Document –
[START]

On Wed, Dec 4, 2013 at 4:44 PM, Matthew Garrett mjg59@srcf.ucam.org wrote:
On Wed, Dec 04, 2013 at 03:06:47PM -0600, Matt Sealey wrote:
there's no guarantee that the kernel hasn't been decompressed over some important UEFI feature or some memory hasn't been trashed. You can't make that guarantee because by entering the plain zImage, you forfeited that information.
The stub is responsible for ensuring that the compressed kernel is loaded at a suitable address. Take a look at efi_relocate_kernel().
My objection is the suitable address is based on a restriction that booting from UEFI doesn't have and information UEFI provides that makes kernel features from head.S (both of them) easier to get around. The kernel doesn't need to be within a particular range of the start of memory, nor does the device tree or ramdisk require being in a particular place. What the code before efi_relocate_kernel does is allocate a maximum-sized-buffer to safely decompress in, which is just a gross way to do it, then crosses it's fingers based on the way it has historically worked - while you might want to assume that the decompression process is quite well defined and reliable, I keep seeing patches come in that stop it from doing weird unsavory behavior - for example decompressing over it's own page table.
The decompressor - and the kernel head it jumps to after decompression - *guess* all the information UEFI could have provided and completely regenerate the environment for the decompressor itself (stacks, hacky memory allocations, cache on, off, on, off, on... fudging locations of page tables, zreladdr fixup, low level debug message output, in context of UEFI - reimplementation of memcpy, memset). It forfeits a more controlled and lean boot process to capitulate to a historical legacy. Since you're taking over the decompressor head.S anyway, why not take control of the decompression process?

[END]

Exercise directions – Continue the mailing-list thread on UEFI booting and kernel decompression from its last sentence.

(Dataset excerpts on object pointing)
[START]

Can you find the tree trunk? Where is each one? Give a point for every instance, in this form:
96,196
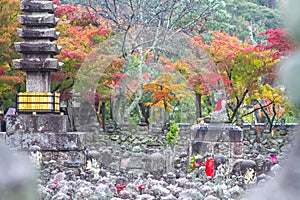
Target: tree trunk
139,92
145,112
70,115
198,106
111,115
103,115
117,105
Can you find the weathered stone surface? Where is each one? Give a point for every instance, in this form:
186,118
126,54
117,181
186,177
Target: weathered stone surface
37,6
38,20
2,138
36,124
38,82
36,64
201,147
50,33
221,148
46,141
236,149
37,47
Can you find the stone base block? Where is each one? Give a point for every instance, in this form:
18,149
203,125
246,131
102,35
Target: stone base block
47,141
2,137
20,124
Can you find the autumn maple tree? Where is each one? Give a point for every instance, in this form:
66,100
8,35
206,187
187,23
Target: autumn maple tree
243,65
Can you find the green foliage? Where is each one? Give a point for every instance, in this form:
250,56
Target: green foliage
172,135
248,19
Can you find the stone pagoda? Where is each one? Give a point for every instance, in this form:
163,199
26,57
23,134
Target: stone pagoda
38,121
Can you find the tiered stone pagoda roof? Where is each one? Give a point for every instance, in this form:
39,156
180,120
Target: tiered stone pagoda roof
38,47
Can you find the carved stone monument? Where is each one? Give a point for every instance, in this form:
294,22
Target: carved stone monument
38,120
214,135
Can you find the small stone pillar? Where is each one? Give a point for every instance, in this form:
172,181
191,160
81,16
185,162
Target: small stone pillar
143,126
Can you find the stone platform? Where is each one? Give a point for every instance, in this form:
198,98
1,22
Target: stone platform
217,138
46,134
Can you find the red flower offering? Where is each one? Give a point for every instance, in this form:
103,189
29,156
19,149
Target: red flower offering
209,167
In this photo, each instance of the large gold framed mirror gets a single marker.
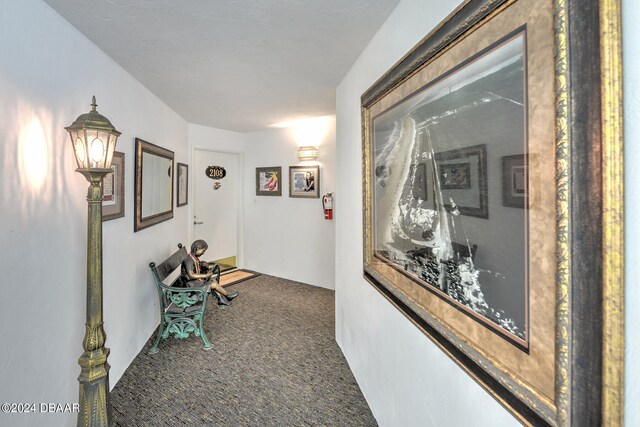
(154, 184)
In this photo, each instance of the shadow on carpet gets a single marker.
(275, 362)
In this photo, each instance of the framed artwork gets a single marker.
(269, 181)
(154, 185)
(113, 189)
(505, 295)
(462, 180)
(304, 181)
(183, 184)
(514, 181)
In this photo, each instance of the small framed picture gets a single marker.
(183, 184)
(455, 176)
(304, 181)
(113, 189)
(514, 181)
(269, 181)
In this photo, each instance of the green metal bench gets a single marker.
(181, 308)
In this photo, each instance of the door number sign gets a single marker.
(216, 172)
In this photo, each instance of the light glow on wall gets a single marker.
(33, 154)
(310, 131)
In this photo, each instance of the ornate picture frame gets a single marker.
(269, 181)
(304, 182)
(113, 189)
(556, 357)
(154, 185)
(182, 183)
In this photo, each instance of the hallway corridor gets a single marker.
(275, 362)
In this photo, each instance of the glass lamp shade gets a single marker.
(308, 153)
(93, 138)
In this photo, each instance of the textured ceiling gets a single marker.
(241, 65)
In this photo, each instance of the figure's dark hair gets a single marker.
(199, 244)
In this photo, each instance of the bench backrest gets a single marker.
(169, 265)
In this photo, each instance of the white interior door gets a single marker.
(216, 210)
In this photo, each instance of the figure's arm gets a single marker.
(190, 269)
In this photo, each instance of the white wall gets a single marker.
(288, 237)
(631, 60)
(405, 378)
(48, 73)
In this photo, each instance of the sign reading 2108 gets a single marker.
(216, 172)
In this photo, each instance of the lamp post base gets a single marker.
(95, 407)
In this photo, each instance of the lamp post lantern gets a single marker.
(94, 138)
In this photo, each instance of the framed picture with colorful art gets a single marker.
(304, 182)
(269, 181)
(113, 189)
(527, 301)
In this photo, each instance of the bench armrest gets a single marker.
(185, 297)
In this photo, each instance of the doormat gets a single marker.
(237, 276)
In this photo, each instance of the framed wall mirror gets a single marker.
(154, 185)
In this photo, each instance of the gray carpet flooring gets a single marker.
(275, 362)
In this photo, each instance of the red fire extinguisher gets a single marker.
(327, 205)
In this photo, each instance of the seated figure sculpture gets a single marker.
(194, 269)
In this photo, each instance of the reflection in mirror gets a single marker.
(154, 184)
(451, 196)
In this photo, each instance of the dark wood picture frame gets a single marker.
(271, 186)
(113, 189)
(464, 156)
(313, 193)
(157, 153)
(589, 332)
(514, 181)
(182, 184)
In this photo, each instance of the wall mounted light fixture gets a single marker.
(308, 153)
(94, 138)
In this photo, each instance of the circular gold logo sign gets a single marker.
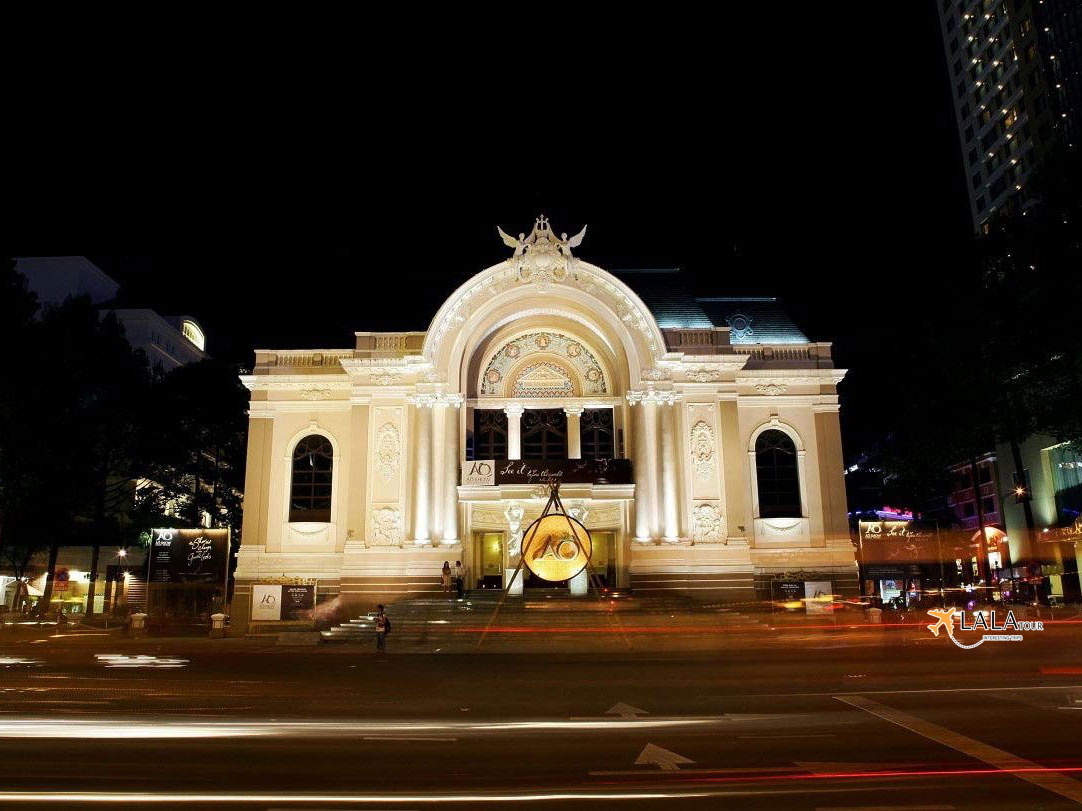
(550, 549)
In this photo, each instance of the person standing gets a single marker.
(382, 628)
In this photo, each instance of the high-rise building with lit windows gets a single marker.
(1016, 72)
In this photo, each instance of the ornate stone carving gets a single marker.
(772, 389)
(514, 514)
(704, 375)
(559, 359)
(707, 523)
(386, 527)
(387, 450)
(604, 516)
(702, 449)
(438, 398)
(541, 257)
(608, 291)
(662, 398)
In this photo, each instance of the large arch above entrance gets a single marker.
(590, 295)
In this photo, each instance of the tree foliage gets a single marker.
(95, 447)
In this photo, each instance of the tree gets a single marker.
(196, 444)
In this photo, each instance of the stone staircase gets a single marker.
(435, 621)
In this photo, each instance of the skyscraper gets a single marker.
(1016, 70)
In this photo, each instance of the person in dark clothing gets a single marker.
(382, 628)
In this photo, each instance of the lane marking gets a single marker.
(408, 738)
(751, 770)
(907, 692)
(664, 759)
(1023, 769)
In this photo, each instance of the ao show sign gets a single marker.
(187, 570)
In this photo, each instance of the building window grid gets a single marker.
(490, 434)
(309, 497)
(597, 435)
(777, 474)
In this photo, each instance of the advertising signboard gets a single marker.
(536, 472)
(266, 602)
(789, 593)
(275, 602)
(297, 601)
(552, 552)
(817, 596)
(198, 556)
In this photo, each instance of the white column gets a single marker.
(640, 447)
(654, 461)
(670, 452)
(422, 473)
(449, 496)
(514, 430)
(574, 437)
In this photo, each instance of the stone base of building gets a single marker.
(353, 582)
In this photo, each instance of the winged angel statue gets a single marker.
(541, 256)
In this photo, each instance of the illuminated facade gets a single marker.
(697, 438)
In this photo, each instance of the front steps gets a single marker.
(431, 622)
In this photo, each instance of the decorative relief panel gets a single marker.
(707, 523)
(772, 389)
(704, 375)
(315, 394)
(387, 450)
(559, 357)
(386, 527)
(702, 449)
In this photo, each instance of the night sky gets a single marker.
(797, 156)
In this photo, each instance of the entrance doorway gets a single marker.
(490, 547)
(603, 561)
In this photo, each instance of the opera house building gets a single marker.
(697, 439)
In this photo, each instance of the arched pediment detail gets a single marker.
(586, 293)
(543, 363)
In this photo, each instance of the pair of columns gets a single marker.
(436, 454)
(515, 430)
(657, 514)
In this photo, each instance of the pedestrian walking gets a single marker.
(382, 628)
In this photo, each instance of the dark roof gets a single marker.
(663, 292)
(751, 320)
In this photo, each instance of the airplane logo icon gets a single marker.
(945, 619)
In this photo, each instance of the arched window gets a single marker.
(544, 434)
(309, 497)
(595, 429)
(778, 476)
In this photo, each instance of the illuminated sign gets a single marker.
(556, 547)
(188, 556)
(487, 472)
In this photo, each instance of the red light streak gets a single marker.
(846, 775)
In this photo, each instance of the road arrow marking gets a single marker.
(668, 761)
(625, 710)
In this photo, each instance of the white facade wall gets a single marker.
(397, 409)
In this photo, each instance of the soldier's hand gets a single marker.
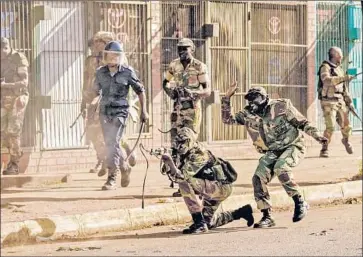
(144, 116)
(322, 140)
(232, 89)
(84, 113)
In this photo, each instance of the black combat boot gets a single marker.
(111, 180)
(324, 151)
(266, 221)
(97, 167)
(348, 146)
(199, 225)
(12, 169)
(103, 169)
(301, 208)
(125, 175)
(244, 212)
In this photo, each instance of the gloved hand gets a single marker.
(322, 140)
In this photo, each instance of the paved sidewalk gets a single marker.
(83, 193)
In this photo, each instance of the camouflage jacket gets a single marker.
(332, 77)
(11, 68)
(191, 77)
(115, 89)
(277, 128)
(193, 166)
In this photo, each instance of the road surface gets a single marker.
(326, 231)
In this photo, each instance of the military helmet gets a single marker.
(186, 42)
(252, 92)
(104, 36)
(186, 133)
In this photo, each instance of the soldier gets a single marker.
(332, 93)
(90, 111)
(191, 85)
(273, 126)
(112, 84)
(14, 99)
(201, 175)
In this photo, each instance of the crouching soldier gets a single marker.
(204, 182)
(275, 127)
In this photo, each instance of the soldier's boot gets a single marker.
(324, 151)
(266, 220)
(301, 208)
(132, 159)
(348, 146)
(199, 225)
(111, 180)
(11, 169)
(244, 212)
(103, 169)
(97, 167)
(125, 175)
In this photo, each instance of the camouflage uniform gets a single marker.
(187, 112)
(333, 91)
(14, 99)
(203, 184)
(276, 134)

[END]

Task answer –
It sets up a page table location the hard way (as above.. also patched recently not to decompress over it's own page table). It doesn't need to relocate itself past the end of the decompressed image. It doesn't need to set up the C environment - UEFI did that for it. It makes assumptions about the stack and hacks memory allocations for the decompression.. it turns the cache on, decompresses, then turns it off again... you can just walk through the code under the EFI stub in compressed/head.S and see all this can just fall away.
There's one immediate advantage too, if it's actually implemented and working, which is that for kernel images that are compressed using the standard UEFI compression method no actual decompression code needs to be added to the stub, and the functionality gets the exact length of the required decompression buffer.. that doesn't reduce flexibility in kernel compression as long as there is still the possibility of adding additional compression code to the stub.
The second immediate advantage is that the EFI stub/decompressor can actually verify that the *decompressed* image meets Secure Boot requirements.
Once you get past the decompressor and into the kernel proper head.S, creating the page tables (again) and turning the MMU on, pv table patching.. if you still had the information around, that gets simpler too.
Grant suggested I should propose some patches; sure, if I'm not otherwise busy.
Maybe the Linaro guys can recommend a platform (real or emulated) that would be best to test it on with the available UEFI?
Most of the guessing is ideally not required to be a guess at all, the restrictions are purely to deal with the lack of trust for the bootloader environment. Why can't we trust UEFI? Or at least hold it to a higher standard. If someone ships a broken UEFI, they screw a feature or have a horrible bug and ship it, laud the fact Linux doesn't boot on it and the fact that it's their fault - over their head. It actually works these days, Linux actually has "market share," companies really go out of their way to rescue their "image" and resolve the situation when someone blogs about a serious UEFI bug on their $1300 laptops, or even $300 tablets.
Yeah, that hasn't actually worked out too well for us.
Aside from Teething problems caused by a rush to market ;)
For the "ARM server market" rather than the "get the cheapest tablet/ultrabook out of the door that runs Windows 8/RT" I am sure this is going to get to be VERY important for vendors to take into account. Imagine if Dell shipped a *server* where Linux would brick it out of the box just for setting a variable.. however, if it works the day they ship the server, and Linux gains better support for UEFI booting which breaks the server in question, that's our fault for not doing it in the right way in the first place, and Dell can be just as angry at us as we would be at them. Vendors won't test code that doesn't exist for obvious reasons.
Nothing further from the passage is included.